[Extracted records]
▼

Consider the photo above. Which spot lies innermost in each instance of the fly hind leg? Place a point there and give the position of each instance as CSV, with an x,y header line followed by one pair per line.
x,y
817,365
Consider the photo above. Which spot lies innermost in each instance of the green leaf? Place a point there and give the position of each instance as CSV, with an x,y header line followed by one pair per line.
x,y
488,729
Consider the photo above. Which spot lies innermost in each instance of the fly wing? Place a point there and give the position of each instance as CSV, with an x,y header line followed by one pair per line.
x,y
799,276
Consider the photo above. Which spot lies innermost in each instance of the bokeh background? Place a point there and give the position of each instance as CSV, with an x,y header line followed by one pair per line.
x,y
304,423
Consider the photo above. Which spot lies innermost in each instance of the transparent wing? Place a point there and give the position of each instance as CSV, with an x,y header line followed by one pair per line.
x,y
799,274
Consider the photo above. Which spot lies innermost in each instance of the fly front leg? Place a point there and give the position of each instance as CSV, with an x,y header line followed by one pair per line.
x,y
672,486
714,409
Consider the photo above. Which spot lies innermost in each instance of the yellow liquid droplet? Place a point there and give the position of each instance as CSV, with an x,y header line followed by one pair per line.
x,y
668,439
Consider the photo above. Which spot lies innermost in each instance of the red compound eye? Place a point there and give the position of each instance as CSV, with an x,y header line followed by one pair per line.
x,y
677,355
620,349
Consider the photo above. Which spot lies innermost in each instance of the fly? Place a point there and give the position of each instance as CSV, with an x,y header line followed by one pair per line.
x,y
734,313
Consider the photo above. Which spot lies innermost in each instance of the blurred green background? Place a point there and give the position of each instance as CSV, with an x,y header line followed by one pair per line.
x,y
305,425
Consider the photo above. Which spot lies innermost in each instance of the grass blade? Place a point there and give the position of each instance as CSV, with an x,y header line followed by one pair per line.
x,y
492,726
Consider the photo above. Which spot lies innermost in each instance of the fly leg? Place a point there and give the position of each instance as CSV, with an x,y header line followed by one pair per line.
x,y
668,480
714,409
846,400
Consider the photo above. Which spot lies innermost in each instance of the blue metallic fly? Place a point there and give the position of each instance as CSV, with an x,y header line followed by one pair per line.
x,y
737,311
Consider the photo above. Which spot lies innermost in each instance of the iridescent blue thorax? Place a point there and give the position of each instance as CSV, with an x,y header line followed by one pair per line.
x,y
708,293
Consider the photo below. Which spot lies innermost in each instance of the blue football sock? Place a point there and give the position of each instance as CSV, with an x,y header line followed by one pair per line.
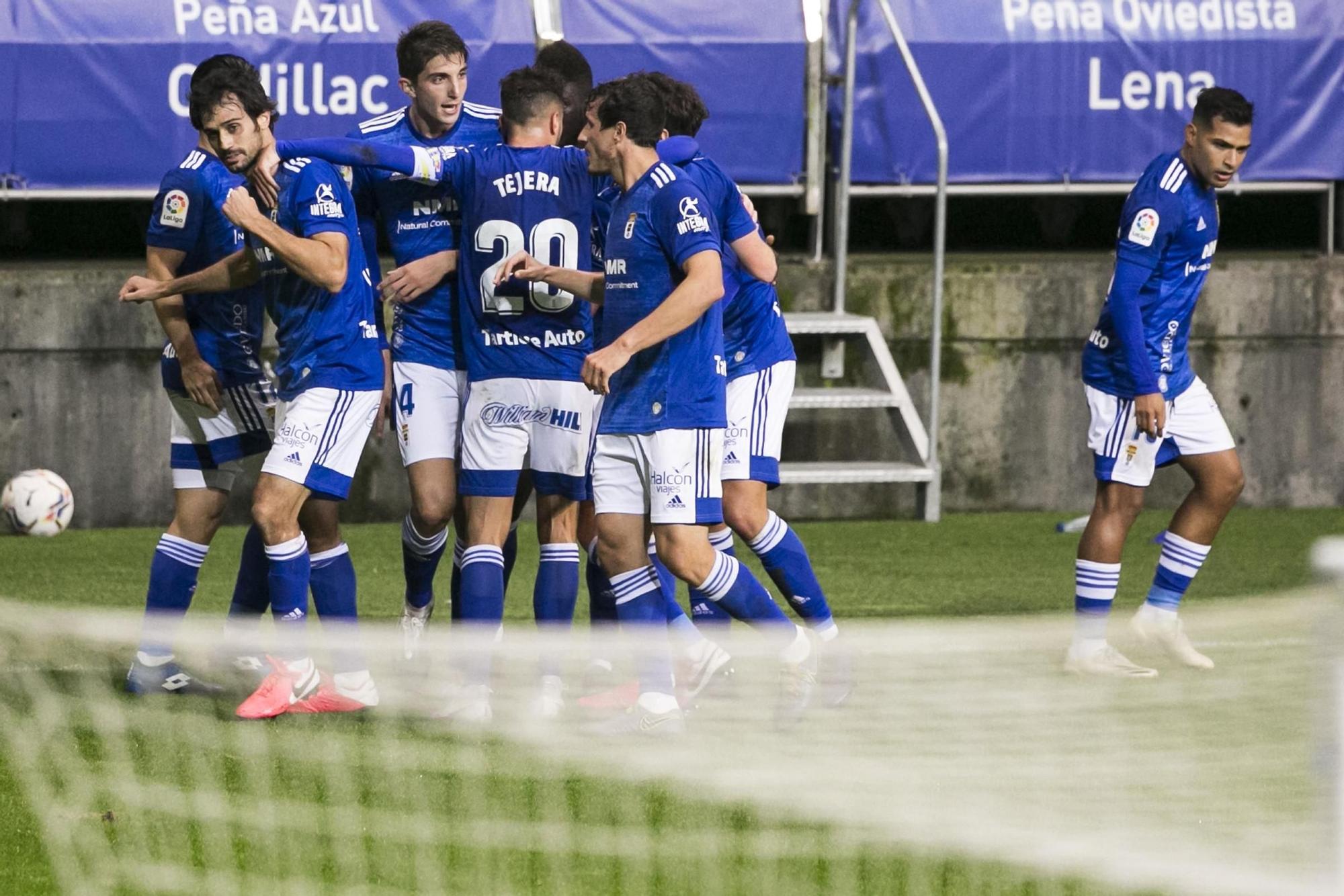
x,y
601,601
1177,569
335,600
554,596
420,562
173,581
287,578
787,564
510,554
1095,590
709,613
252,593
733,588
483,605
455,586
642,609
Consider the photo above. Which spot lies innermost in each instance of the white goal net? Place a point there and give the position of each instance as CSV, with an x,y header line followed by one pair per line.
x,y
964,762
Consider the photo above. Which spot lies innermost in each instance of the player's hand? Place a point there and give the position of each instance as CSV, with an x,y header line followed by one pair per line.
x,y
385,404
263,177
415,279
522,267
142,289
202,384
241,209
601,366
1151,414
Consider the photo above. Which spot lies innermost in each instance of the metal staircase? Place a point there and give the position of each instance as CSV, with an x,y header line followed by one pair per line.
x,y
835,326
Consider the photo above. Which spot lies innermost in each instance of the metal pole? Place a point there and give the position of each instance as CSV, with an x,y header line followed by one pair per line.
x,y
940,247
842,224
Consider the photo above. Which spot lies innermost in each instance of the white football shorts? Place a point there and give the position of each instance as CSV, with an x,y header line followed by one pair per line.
x,y
671,476
510,420
757,406
428,410
319,439
1124,455
206,449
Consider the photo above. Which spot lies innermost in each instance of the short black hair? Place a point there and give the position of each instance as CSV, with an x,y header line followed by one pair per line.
x,y
218,84
526,92
1222,103
686,112
566,61
222,61
423,42
636,103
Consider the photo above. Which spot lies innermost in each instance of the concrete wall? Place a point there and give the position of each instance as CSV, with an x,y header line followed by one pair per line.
x,y
80,386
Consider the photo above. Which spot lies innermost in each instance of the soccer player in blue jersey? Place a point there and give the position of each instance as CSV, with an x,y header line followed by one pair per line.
x,y
523,346
661,366
221,400
761,371
1148,408
308,257
419,224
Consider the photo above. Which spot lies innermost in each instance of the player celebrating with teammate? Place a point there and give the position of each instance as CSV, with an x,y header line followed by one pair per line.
x,y
311,264
661,365
1148,408
428,367
523,346
221,398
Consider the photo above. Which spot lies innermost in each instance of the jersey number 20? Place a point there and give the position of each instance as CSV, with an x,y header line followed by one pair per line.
x,y
552,242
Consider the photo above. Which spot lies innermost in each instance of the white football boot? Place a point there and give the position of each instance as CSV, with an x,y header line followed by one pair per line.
x,y
1104,662
1165,629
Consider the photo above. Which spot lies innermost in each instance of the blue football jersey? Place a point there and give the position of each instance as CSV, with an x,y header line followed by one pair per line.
x,y
1170,226
755,335
326,339
187,218
419,221
538,199
679,384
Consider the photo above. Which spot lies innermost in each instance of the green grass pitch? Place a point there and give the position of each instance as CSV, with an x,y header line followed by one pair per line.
x,y
968,565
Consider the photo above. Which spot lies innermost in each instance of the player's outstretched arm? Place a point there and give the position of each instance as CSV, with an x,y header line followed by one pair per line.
x,y
198,377
233,272
693,298
757,257
415,162
591,285
322,259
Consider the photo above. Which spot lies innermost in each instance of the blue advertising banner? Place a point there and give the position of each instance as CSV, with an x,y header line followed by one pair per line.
x,y
1091,91
95,95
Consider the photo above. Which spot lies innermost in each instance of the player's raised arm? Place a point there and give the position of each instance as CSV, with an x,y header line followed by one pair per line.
x,y
415,162
229,273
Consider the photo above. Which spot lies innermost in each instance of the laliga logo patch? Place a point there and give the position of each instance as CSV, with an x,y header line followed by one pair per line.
x,y
175,210
693,222
326,205
1144,228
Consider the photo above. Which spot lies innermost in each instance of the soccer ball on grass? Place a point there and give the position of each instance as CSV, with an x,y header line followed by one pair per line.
x,y
38,503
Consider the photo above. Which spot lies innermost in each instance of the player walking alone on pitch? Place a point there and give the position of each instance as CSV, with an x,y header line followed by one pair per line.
x,y
1148,409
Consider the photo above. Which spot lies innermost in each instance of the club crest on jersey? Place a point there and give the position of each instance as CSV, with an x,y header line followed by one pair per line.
x,y
326,205
175,210
1144,228
693,222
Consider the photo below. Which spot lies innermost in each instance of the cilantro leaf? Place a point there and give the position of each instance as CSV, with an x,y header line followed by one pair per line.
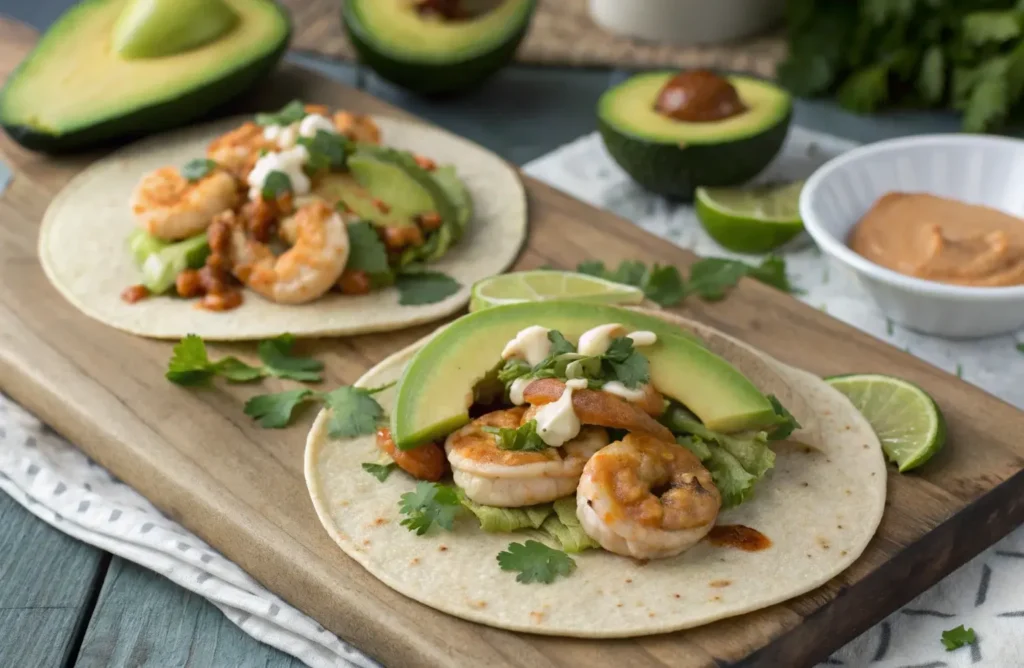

▲

**TASK PROMPT:**
If pictures appear in the data, do not print them; repeat the rest exactly.

**ANSWER AREA:**
Consider the photo above. Which spot lies innermost in each instance of the fly hind leg? Place a point there and give the position of each instance as CSV, with an x,y header line followed by one pair per line.
x,y
817,365
Consider the photo above. Which spot lies innermost in each instance of the green leaf? Place a point there and give the position of each instance as CSV, with an x,y header line followed by one pair per line.
x,y
488,729
Consider the photo above. Which spot lies innermost in each instance of the fly wing? Place a point there and give the position of each instance as CSV, with an x,y header line followed by one pair per line.
x,y
799,276
Consider the photo above. Which spot lies innermost in each instance of the bokeh background? Place a point there and give the position of each instance as CSV, with an x,y header line followed by one pair per line.
x,y
304,423
Consider the photo above. Which spot lies innermost in each instance of the transparent wing? Place a point there and give the position of each instance as CSV, with an x,y header line followed by one pair per line.
x,y
799,274
Consider the photo above. Which spot lies innermost in each instance of the fly front leg? Place a point there and give the position of each instance as CSV, with an x,y header line followed by one pair per line.
x,y
672,486
714,409
Consider the photo above. Which spot lies innermost in each instance of the yellow liquid droplet? Place a point there and give the position of each instance as CSV, with an x,y header line followed by one pair per line.
x,y
668,439
Consider the photo above. Which spot lies innermost in each instance of the red compound eye? Place a point there and give the position of each instance as CSV, with an x,y header line followed by one pair per line.
x,y
677,355
620,349
Consider the photo above. Which spot lies innermost in each instance of the fly? Place a point there and give the position of each instance as CSV, with an x,y header line followed by one pair per line.
x,y
734,313
Consider the photo above. Which spot lies innermost in each instance of the blurred green background? Place a point there and give the position of each instance as CSV, with an x,y header line followed by one pair per line.
x,y
305,425
Consider the photo above. Which spot lies innermost in each instance of the grass blade? Place a point there and give the position of each instance as CSV, with an x,y header line followed by one pair per line.
x,y
492,726
Consider the photo above. Which spot lies innermost in each instance of the fly leg? Place a point there and give the position of each instance as CSV, with an x,y header line followed by one pair per line.
x,y
668,480
714,409
846,400
Consider the photo above. Which spot lies innermost in each instance of the blue metallic fly? Place a point there and give the position of each instance as CSV, with an x,y header line followed by one pair per line.
x,y
737,311
Consider the photo above. Which spot lies innermost in each instance of the iridescent blue thorax? Place a point there and give the position of each instance as CSV, with an x,y header line followed by one pair per line.
x,y
708,293
Consider the photo below. Which spot lies innermost in each instance of the blue football sock? Place a point there and give the position of each instance as CSV, with an x,y header line followed by one pair per line.
x,y
601,601
1177,569
335,600
554,596
420,562
173,581
287,578
787,564
510,554
1095,590
709,613
252,593
733,588
483,605
455,586
642,609
Consider the photo above. Which spot lies innermost in each instance of the white goal net? Place a point there and give the position of each instance as CSV, with an x,y header line followed by one pair per line.
x,y
964,762
Consider the photo above. Which spot lies innermost in each instance of the player's hand? Place a point there and give the position of each instance as CSV, with an x,y header line followed by one pair per line.
x,y
385,404
263,177
415,279
522,267
142,289
202,384
241,209
601,366
1151,414
Consider the photo above. Which spot lies innermost in each instance of the metal staircase? Place a point there and give the position of each instance as CSV, with an x,y header line followed by one pair per line.
x,y
835,326
Consider the photo above. Which spot lies innermost in each instance of the metal pole? Place a point there and give the position of each instance as CSV, with an x,y header line followed by one pair per line.
x,y
940,247
842,224
Consider the photo above. Which spot lies innermost in each instance of the white football shorts? Place a point there and give the position of each instance as CSV, with an x,y header line followed by one pair per line.
x,y
671,476
510,420
757,406
428,410
319,439
1124,455
206,449
Consider the photo above. Which spot lies innermost in each instance of the short black hair? Place a point there and give the position of each instance as CSV, with an x,y header line followed by one pair per line.
x,y
218,84
526,92
1222,103
686,112
566,61
222,61
423,42
636,103
Consider the photo above. Which spot lies innermost in each instance of the concrete wall? Place a point there and give the position of each instance as CSV, with an x,y header line followed by one pair per line.
x,y
80,386
Consider the photo above. Which spot lies innermost in each instance of the soccer player in blue jersey? Place a point there and give the position of each instance as CSV, with an x,y header line followed by one pair per line.
x,y
523,346
661,366
221,400
761,371
1148,408
308,257
419,224
Consider the photo above. Which spot lies innermost in each instance of the player celebrating with teammate? Place a point there and give the position of each instance as CSV, with an x,y header line followed by one pair per line.
x,y
311,264
661,365
1148,408
428,367
523,346
221,398
Consider the photo above. Which spot lies innermost in each instance of the jersey number 20? Place a point there and give the position of each instance as CSV, with an x,y header line followed by one pair per line.
x,y
552,242
Consider the photo above. Which spot lies innermost in each instance of the white football boot? Place a point there and give the position of each instance as CSV, with an x,y header line followed by one pair per line.
x,y
1104,662
1165,629
Consider the photo above. Which spot lies innermost in each instance of the blue football jersey? Place a point there and give the position of each instance as CSV, with an x,y header line followed by one pair per line.
x,y
1170,226
755,335
326,339
187,218
419,221
538,199
679,384
Consider the photo above. Which spot lies innermost in each instance of the green grass pitch? Place a point there and give the position of each instance as CSV, with an x,y header line followed by one pair per line.
x,y
968,565
Consider the photo above. Which spot lies innermost in each instance of the player's outstretched arm? Place a point there and give the position of each instance as CSV, with an x,y header line followed by one pair per line.
x,y
198,377
233,272
693,298
757,257
415,162
591,285
322,259
Consider the photo above. Which spot lies innermost in each instance of the blue advertising banner? Place a point there and give the position of each instance as CSV, with an x,y header line followed by one pair per line.
x,y
1091,91
95,95
Consider the photo above. Which spot lies innermost in each instance of the player's raised arm? Place a point there and give the position of each instance as CSV, with an x,y header line followed by one pair per line.
x,y
415,162
229,273
Consider the photo above. Which spot lies innermost in each instance of the laliga logo patch? Place a point there and give the position of each instance as CSV, with an x,y header line followed by one pair per line.
x,y
175,210
693,222
326,205
1144,228
Consider the photo above. Which spot lies innermost in each instance of the soccer ball on grass? Place a point there and give the position of each instance as CSV, with an x,y header line followed by one pair per line.
x,y
38,503
Consider the photo above. Which spot lies innermost in each instance of the player walking alone on pitch? Place a point there and give the position of each instance as CSV, with an x,y header line followed by one pair per line.
x,y
1148,409
Consider the photo above. Which spot lies innermost in each instance of the club crest on jersey? Place a point there and give the position of each instance as CSV, with an x,y header line followed by one pair per line.
x,y
326,205
175,210
1144,228
693,222
Consider the photo below. Which spot lies innermost in each instance of the cilantro leaf? Place a point there and give the position of each instance as CSV, with an x,y header line followed by one pair per line.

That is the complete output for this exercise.